» ACTIVITÉS
1) Répondez à ces questions à l'aide du texte sur le puçage des animaux.
(a) Que signifie le sigle RFID ?
(b) Qui a réalisé le documentaire Mouton 2.0 – La Puce à l'oreille ?
(c) Quelle entreprise commercialise des puces RFID ?
2) Relevez dans le texte sur le puçage des animaux toutes les localités suivies de leur département entre parenthèses.
3) Reprenez le texte sur le puçage des animaux à la suite de sa dernière phrase et poursuivez-le.

» TEXTE PROPOSÉ
◇ ◇ ◇ ◇ ◇ ◇ ◇

Docu

En attendant les nanomerguez de carbone…

C’est le dernier avatar de l’industrialisation des animaux : identifier chaque animal, savoir de quel élevage il provient, ce qu’il a mangé le 29 février dernier. Le puçage par ce gadget qu’on appelle RFID (pour Radio Fréquence Identification) est en train de se généraliser pour chaque être vivant. C’est aussi la fin des pâturages tranquilles, de l’estive, des bergers qui couraient la montagne que racontent Antoine Costa et Florian Pourchi dans leur documentaire Mouton 2.0 – La Puce à l’oreille1. Les « industriels de la production animale » comme préfère les nommer Jocelyne Porcher, ancienne éleveuse et aujourd’hui penseuse de la cause animale2, veulent plus de rentabilité, de contrôle. Les éleveurs de la Drôme ou des Alpes-de-Haute-Provence, eux, souhaitent perpétuer une relation entre l’homme et son troupeau. Ils ne sont pas sur le déclin, certains sont même très jeunes et fiers de produire de la viande de qualité, provenant de bêtes qui mangent encore de l’herbe. Le contraste est saisissant quand on voit ces fameuses vaches à hublot qu’un chercheur malicieux de l’Institut national de recherche agronomique (Inra) présente à l’écran. On le voit enfourner sa main dans la panse de la vache et en retirer une mixture chaude comme s’il accomplissait un geste de chirurgien.

Il y a bien un monde entre ces messieurs des instituts de l’élevage, des chambres d’agriculture et celui d’hommes et de femmes ayant choisi de cultiver la campagne, d’élever des animaux en leur prodiguant des soins homéopathiques comme le feraient des parents aimants. Ces paysans connaissent leur métier, leur terre mais savent aussi leur légitimité. Face à eux, la loi des consortiums et des grosses sociétés alimentaires épaulés par des entreprises high tech comme le Pôle de traçabilité de Valence (Drôme) qui commercialise des puces RFID, et dont le patron nous explique les aspects commerciaux novateurs. Dans la montagne, les bergers poussent leur troupeau, renouent avec des peurs ancestrales, guident des bêtes sur des pentes abruptes. À Reillanne (Alpes-de-Haute-Provence) ou Vachères en Quint (Drôme), des éleveurs disent leur opposition à la technocratie. Ces combats contre la vaccination ovine, la fièvre catarrhale et maintenant le puçage ne font la une d’aucun grand magazine. Les régimes minceur et l’épilation du maillot remplacent la tonte. Mieux vaut ne rien savoir sur les merguez qu’on va griller cet été, sauf à connaître leur origine… en cas de pandémie ! Comme le dit cet éleveur de Limans (Alpes-de-Haute-Provence), « traçabilité ne veut pas dire qualité ». Il s’agit juste pour la filière viande de faire croire qu’on peut élever des animaux sans les traiter comme des êtres vivants, repérer un lot quand il est défectueux, et l’éliminer comme ce fut le cas pour la vache folle.

◇ ◇ ◇ ◇ ◇ ◇ ◇

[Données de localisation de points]

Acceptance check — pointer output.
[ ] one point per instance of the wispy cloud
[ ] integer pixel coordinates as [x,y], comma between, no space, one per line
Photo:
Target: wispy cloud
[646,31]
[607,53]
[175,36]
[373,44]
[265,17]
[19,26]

◇ ◇ ◇ ◇ ◇ ◇ ◇

» RÉSULTATS ATTENDUS
1)
(a) Radio Fréquence Identification.
(b) Antoine Costa et Florian Pourchi.
(c) Le Pôle de traçabilité de Valence (Drôme).

2) Valence (Drôme), Reillanne (Alpes-de-Haute-Provence), Vachères en Quint (Drôme), Limans (Alpes-de-Haute-Provence).

3)
Ils font peur, ces chercheurs, avec leur mine réjouie quand ils expliquent que pucés, les ovins peuvent être détectés dès leurs premières chaleurs pour être inséminés. On ne perd pas une minute. Sitôt que l’œstrus naît chez la brebis, elle est repérée pour servir de reproductrice. Et l’Inra de travailler main dans la main avec l’industriel prêt à commercialiser le prototype conçu.

Les éleveurs qui témoignent dans ce documentaire sont tellement à part dans ce monde vendu à la marchandise qu’ils sont juste un collectif sans nom, sans syndicat. Ils ne viennent d’aucun parti. Ils veulent rester maîtres de leur vie et de leur activité comme Antoine de Ruffray ou Alain Guibert. Contre eux, il y a cette société qui veut concentrer les bêtes dans du béton, rendre l’animal viande avant d’avoir vécu.


1 Mouton 2.0 – La Puce à l’oreille, documentaire d’Antoine Costa et de Florian Pourchi, Synaps collectif visuel, 2012.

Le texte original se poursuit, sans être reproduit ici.